- **Exercise brief**: Write out the data again in full, keeping every character the same.

- **Data extracted from a collection**:
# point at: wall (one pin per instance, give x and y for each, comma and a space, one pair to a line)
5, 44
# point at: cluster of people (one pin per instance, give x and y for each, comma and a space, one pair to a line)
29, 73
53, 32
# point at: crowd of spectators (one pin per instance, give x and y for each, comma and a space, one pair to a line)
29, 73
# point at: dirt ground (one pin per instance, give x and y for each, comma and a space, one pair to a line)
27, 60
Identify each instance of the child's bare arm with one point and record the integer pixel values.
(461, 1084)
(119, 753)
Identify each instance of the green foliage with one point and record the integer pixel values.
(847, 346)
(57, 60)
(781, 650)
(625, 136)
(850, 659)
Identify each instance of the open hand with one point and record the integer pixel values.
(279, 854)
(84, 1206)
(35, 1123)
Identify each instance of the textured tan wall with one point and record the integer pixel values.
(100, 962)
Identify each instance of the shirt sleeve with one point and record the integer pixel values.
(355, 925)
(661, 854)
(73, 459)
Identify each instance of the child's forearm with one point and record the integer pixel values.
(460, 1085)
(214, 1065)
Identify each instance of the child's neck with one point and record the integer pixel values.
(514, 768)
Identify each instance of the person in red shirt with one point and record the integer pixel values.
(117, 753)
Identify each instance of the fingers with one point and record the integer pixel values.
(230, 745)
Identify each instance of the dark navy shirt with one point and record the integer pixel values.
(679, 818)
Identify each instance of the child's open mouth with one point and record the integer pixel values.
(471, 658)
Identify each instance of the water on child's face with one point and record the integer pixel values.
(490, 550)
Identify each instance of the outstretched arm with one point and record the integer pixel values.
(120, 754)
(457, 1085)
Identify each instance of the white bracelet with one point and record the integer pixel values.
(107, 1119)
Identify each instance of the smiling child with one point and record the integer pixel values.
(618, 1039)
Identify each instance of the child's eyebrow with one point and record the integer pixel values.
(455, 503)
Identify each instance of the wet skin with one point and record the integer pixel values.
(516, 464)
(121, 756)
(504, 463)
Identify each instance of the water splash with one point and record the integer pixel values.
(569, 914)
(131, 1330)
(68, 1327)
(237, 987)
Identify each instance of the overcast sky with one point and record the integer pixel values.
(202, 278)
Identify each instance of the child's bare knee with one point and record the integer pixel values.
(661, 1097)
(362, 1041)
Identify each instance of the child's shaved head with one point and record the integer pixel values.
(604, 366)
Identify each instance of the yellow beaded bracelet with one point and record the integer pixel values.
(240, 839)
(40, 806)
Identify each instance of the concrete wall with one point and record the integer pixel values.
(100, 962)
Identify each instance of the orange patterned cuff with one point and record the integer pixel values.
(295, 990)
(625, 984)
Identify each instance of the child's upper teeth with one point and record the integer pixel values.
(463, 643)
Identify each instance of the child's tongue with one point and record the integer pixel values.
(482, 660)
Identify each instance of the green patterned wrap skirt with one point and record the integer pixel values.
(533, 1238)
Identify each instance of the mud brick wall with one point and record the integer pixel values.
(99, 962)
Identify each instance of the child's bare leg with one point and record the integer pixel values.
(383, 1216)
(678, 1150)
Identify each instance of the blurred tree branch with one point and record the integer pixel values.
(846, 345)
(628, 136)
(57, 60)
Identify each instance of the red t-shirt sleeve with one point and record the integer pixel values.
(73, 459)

- **Response**:
# point at: wall (one pin per instance, give x and y for each, comma and a space, one pair to a line)
5, 44
# point at: cluster of people (one pin per instance, give x and y for each, comma and a space, one pair to a line)
29, 73
53, 32
# point at: crowd of spectators (one pin per instance, give x and y for each, comma and a space, one pair to a line)
29, 73
# point at: dirt ground (one pin per instance, give x and y for each, comma and a space, one pair to a line)
27, 60
Identify each instance of the child's bare arm with one point and record the integer pixel values.
(461, 1084)
(119, 753)
Identify each instance of the green foliage with one point and record the integer pixel values.
(847, 346)
(57, 60)
(781, 650)
(625, 136)
(850, 659)
Identify each instance of the open hand with one point and record the integer pixel values.
(279, 854)
(84, 1206)
(35, 1123)
Identify each instance of the textured tan wall with one point and record the integer pixel values.
(100, 962)
Identify each instance of the shirt sleeve with one point and record the integer pixel values.
(355, 925)
(661, 854)
(73, 459)
Identify each instance of the child's forearm with one point and record the integer pixel values.
(460, 1085)
(214, 1065)
Identify each instance of the child's neck with one point and record the integer pixel values.
(514, 768)
Identify each instance of the person in red shirt with one point and record the integer pixel values.
(117, 753)
Identify each instance of the fingers with one point and record the integer pixel values.
(230, 745)
Identify each instance of the dark navy shirt with one point and record the integer pixel values.
(679, 818)
Identify each instance of the child's open mouth with one point and record the integer pixel values.
(471, 658)
Identify each instance of the water on child's face with one point and record the integer pixel values.
(490, 550)
Identify each instance of the outstretched arm with one point and record the integer pixel values.
(120, 754)
(457, 1085)
Identify each instance of the white bracelet with one point and record the integer pixel values.
(107, 1119)
Identify each instance of the smiling child with one point and record the integer pixel values.
(618, 1039)
Identify each instance of the child's eyebrow with one point and record the integer pixel values.
(455, 503)
Identify each instance of the wet skin with one point and record the integer pixel values.
(516, 464)
(121, 756)
(504, 463)
Identify each instance of the water splash with one point and record the integer pixel values.
(569, 914)
(131, 1330)
(68, 1327)
(237, 987)
Identify each instance of the overcast sky with one point and record the integer pixel values.
(202, 278)
Identify each instance of the child's bare knee with one point and record the integer pixel values.
(661, 1097)
(362, 1041)
Identify each instance of the child's shaved head with one point and record the integer pixel values.
(604, 366)
Identify each instance of the yellow beaded bracelet with one point and record the integer pixel values.
(240, 839)
(40, 806)
Identify each instance of the concrete wall with one point and record the integer pixel values.
(100, 962)
Identify each instance of the orange patterned cuff with one point and record the integer pixel values.
(295, 990)
(625, 984)
Identify each instance of the child's upper teeth with one point and record the integer pixel values.
(463, 643)
Identify each instance of the child's tongue with one point and record the integer pixel values.
(482, 660)
Identify each instance of the green patterned wrap skirt with one point and record the integer pixel values.
(533, 1238)
Identify each instance of the mud brick wall with one point and record the integer pixel values.
(99, 962)
Identify each instance of the child's bare leg with one point and record the integer pixel values.
(383, 1216)
(678, 1150)
Identify each instance of the blurred tree branch with one point and record the integer pixel values.
(846, 345)
(628, 136)
(57, 60)
Identify each instance of the red t-shirt sleeve with one point and record the integer pixel values.
(73, 459)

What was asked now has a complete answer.